WRITTEN EXERCISE - Please count how many lines of the records below contain the string "woman", with case counting, and reply with the number alone.
━━ RECORDS SUPPLIED
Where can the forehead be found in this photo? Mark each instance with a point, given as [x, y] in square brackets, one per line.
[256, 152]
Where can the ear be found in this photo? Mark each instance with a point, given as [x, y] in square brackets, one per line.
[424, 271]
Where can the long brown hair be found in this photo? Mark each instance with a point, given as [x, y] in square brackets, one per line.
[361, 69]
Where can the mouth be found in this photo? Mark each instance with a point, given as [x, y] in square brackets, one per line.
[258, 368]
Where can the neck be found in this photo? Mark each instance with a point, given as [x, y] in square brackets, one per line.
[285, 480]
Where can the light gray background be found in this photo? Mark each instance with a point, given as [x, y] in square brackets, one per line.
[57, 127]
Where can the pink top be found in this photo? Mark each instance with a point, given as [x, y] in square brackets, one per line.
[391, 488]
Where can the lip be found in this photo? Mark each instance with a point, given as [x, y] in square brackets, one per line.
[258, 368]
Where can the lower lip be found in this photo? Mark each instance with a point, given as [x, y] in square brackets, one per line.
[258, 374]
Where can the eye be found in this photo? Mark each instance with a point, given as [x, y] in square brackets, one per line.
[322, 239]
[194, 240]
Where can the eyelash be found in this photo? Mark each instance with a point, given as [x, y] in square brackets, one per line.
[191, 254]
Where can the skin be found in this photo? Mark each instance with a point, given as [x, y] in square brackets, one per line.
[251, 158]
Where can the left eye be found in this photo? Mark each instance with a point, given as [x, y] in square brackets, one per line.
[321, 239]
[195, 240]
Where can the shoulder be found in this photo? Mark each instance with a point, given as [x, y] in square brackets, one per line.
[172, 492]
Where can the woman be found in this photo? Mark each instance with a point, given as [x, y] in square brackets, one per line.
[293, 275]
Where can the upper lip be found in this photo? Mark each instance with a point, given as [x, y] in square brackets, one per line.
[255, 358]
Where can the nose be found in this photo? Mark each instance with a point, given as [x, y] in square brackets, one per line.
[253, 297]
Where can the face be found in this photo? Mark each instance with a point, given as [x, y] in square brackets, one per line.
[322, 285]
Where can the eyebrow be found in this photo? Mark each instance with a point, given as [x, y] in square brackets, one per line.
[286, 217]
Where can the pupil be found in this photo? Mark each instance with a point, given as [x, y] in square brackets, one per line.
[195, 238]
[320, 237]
━━━━
━━ RECORDS SUPPLIED
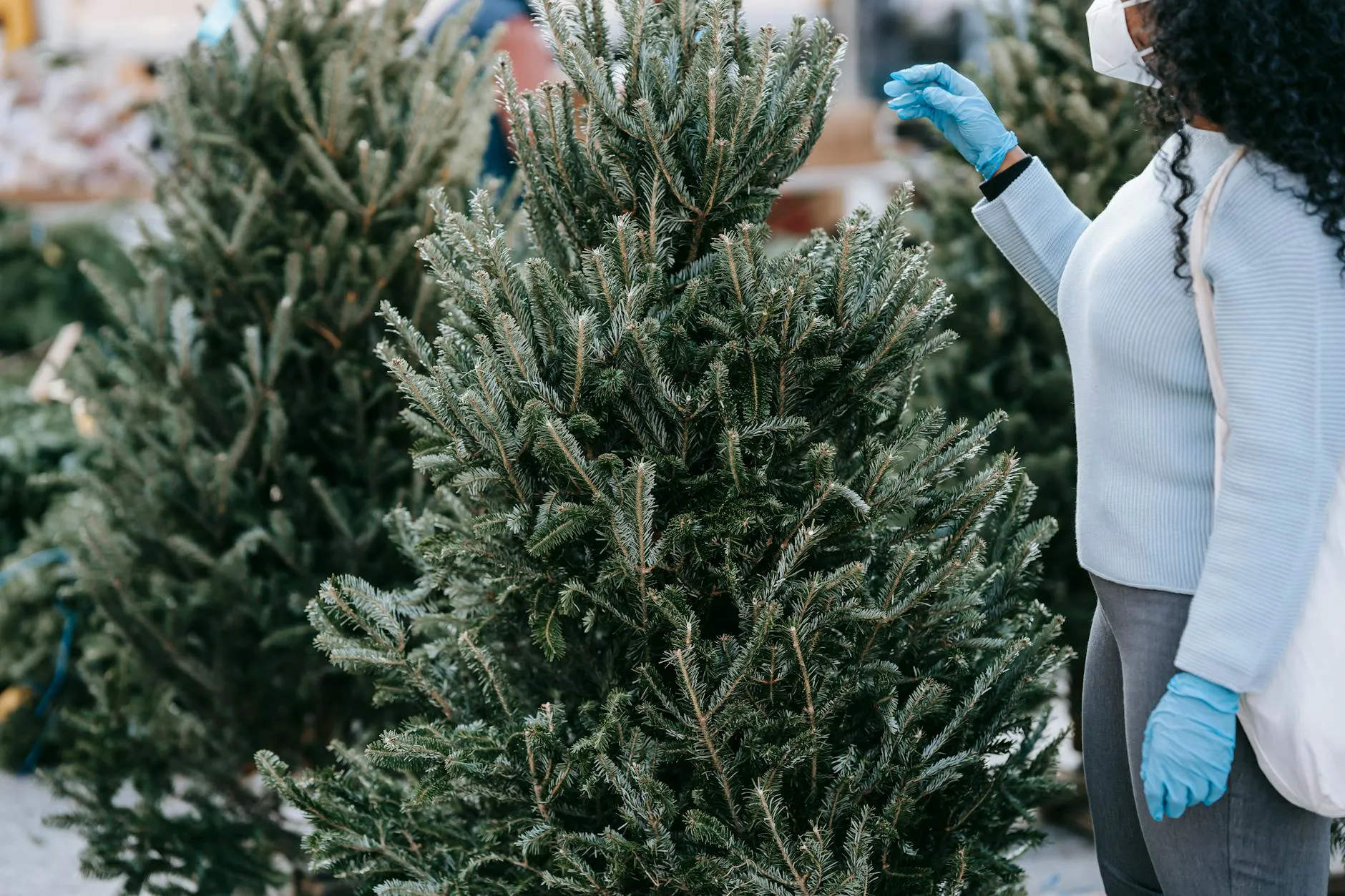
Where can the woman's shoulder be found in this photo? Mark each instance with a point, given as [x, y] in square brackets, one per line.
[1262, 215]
━━━━
━━ RECORDS SUPPLIED
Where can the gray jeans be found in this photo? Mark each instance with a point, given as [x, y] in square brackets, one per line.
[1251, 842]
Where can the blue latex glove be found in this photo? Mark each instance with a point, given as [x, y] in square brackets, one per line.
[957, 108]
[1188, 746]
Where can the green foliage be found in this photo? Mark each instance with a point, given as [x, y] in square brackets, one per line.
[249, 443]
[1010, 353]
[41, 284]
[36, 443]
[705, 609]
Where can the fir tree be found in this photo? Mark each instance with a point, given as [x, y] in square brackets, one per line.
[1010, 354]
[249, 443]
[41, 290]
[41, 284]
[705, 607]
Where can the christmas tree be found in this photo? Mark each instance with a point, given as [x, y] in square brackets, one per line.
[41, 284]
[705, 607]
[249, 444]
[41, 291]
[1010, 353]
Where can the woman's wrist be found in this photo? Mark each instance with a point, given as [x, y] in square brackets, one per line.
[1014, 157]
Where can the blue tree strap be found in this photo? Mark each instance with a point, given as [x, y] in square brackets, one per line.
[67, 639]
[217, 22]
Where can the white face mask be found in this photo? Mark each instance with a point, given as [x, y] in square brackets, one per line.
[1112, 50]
━━━━
WRITTEN SOLUTION - 3